> Your instructions
Copy out the data below word for word, from the line with "Mark each instance of the white" to the line with "x=603 y=219", including both of those lines.

** Start Information provided **

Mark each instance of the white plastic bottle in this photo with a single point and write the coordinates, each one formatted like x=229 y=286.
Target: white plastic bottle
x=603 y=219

** End Information provided **
** Start Information provided **

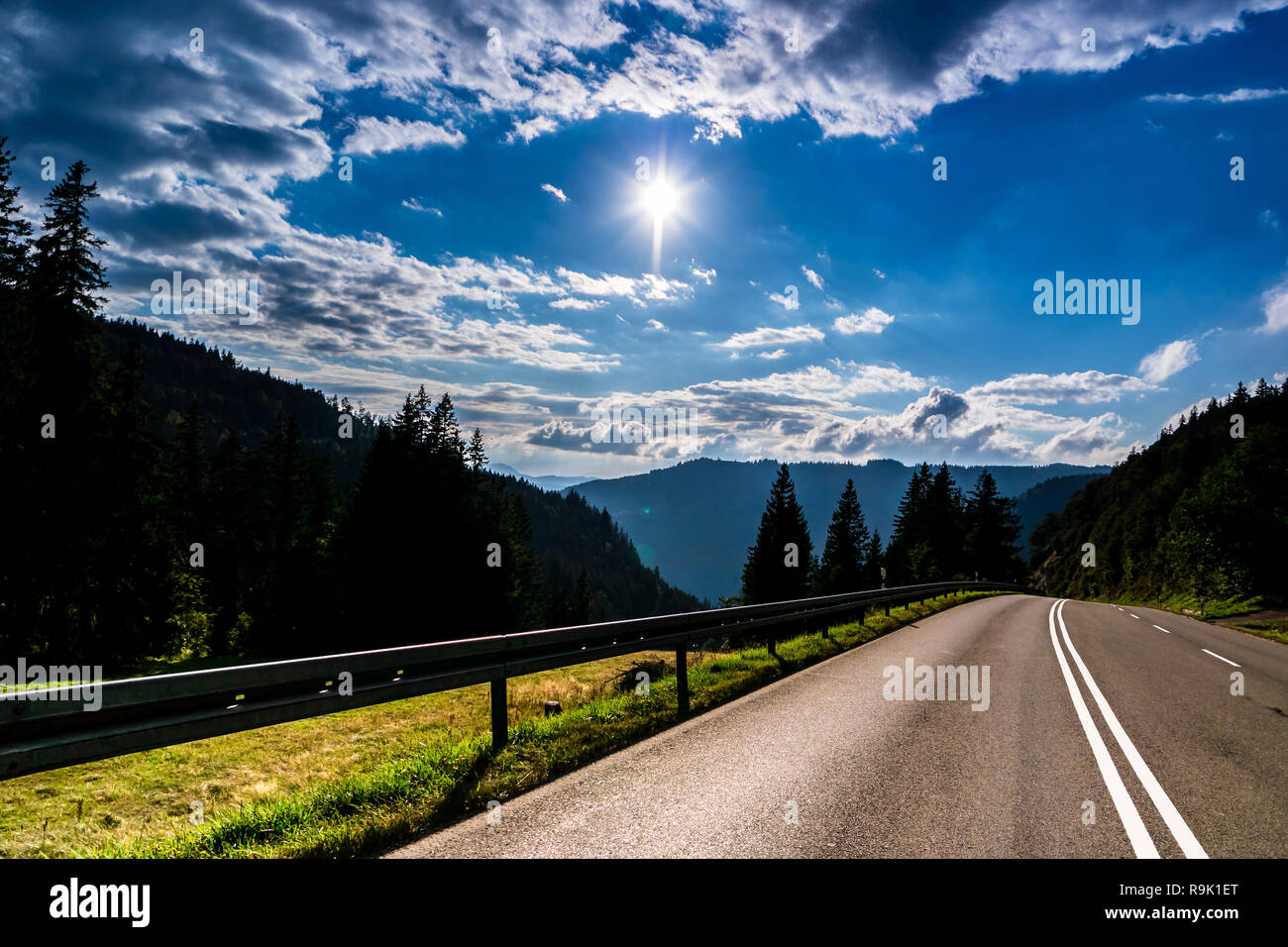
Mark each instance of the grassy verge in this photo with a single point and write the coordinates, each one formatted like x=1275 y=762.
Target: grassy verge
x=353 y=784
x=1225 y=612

** End Information provided **
** Start Information provided **

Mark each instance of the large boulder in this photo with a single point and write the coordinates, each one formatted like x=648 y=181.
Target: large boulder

** End Information provided **

> Answer below
Mark each instance of the white plastic bottle in this photo with a single point and write the coordinates, each one formatted like x=229 y=286.
Target: white plastic bottle
x=603 y=219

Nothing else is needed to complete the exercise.